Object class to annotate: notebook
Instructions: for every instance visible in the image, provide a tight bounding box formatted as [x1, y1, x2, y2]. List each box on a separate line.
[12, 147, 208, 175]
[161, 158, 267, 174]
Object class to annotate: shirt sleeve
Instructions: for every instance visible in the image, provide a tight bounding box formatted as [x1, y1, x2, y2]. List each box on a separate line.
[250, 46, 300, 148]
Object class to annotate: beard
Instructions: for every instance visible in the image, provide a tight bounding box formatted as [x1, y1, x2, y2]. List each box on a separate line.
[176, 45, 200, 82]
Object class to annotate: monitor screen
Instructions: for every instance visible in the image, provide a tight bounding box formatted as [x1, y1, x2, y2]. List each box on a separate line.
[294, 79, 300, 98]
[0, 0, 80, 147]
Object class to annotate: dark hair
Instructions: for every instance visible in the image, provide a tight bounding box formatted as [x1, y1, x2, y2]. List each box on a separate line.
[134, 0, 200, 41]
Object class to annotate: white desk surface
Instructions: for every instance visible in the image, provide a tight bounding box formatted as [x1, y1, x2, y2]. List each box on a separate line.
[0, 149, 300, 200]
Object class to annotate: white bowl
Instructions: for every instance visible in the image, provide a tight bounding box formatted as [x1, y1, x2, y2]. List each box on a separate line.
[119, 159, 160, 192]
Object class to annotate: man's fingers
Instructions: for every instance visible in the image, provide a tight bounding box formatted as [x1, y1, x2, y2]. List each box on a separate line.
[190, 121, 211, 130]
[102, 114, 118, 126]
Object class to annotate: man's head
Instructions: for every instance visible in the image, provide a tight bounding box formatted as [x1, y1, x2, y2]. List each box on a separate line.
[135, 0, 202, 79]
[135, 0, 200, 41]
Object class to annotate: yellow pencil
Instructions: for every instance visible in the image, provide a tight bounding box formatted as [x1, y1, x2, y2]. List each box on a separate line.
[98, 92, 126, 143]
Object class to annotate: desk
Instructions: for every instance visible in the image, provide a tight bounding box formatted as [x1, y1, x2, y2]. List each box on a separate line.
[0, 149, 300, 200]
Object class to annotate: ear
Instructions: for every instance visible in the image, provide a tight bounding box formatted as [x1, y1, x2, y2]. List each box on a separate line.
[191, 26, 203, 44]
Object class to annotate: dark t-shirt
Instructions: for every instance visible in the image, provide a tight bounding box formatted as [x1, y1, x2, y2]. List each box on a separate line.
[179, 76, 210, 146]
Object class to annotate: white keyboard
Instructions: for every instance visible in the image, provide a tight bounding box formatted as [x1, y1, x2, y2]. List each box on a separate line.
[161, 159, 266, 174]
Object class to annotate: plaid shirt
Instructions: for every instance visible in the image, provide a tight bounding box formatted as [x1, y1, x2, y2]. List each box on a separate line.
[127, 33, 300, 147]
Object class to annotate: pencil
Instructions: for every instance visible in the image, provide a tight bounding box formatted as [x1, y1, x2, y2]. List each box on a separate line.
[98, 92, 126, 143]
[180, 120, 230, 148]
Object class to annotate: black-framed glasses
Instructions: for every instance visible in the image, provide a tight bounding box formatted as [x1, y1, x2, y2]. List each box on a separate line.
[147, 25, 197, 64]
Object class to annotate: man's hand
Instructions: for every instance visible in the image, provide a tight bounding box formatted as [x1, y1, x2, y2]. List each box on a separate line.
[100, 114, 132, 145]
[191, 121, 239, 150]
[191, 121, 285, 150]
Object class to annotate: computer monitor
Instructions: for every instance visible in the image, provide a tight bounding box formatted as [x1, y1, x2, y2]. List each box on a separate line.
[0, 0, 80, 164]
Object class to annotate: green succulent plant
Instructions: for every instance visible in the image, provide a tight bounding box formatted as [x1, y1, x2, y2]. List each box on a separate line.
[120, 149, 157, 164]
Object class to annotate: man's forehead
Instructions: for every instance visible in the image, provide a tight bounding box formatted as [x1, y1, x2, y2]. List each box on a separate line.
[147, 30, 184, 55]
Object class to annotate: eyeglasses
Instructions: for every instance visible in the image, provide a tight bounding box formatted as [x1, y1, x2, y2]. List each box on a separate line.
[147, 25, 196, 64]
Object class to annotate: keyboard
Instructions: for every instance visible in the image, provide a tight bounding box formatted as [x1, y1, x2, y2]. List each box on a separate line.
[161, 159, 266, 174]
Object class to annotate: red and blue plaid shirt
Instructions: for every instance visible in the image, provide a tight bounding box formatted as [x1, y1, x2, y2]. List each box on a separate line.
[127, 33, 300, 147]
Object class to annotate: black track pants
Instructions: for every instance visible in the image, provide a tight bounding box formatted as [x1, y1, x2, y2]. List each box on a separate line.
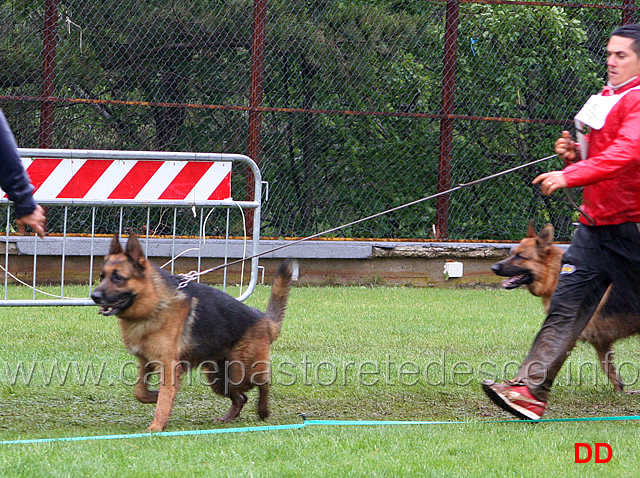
[516, 222, 640, 401]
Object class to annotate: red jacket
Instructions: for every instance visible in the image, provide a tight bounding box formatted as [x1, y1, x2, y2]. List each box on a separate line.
[562, 77, 640, 226]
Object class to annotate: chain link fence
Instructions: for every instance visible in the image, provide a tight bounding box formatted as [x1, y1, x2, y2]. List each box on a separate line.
[0, 0, 636, 240]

+---+

### [TASK DETAILS]
Update the records from the line with "Object class to annotate: man's fingers" to the line with "[102, 114, 118, 126]" by replacing "tight bounding box" with "close-fitting bounding box". Leave everything else unchanged.

### [WORKED SOLUTION]
Object class to annotate: man's fingers
Instructions: for every instance visible in the image, provide a close-fitting bounding box formatted as [x1, y1, x2, y2]. List each box on a separate line.
[190, 121, 211, 130]
[102, 114, 118, 126]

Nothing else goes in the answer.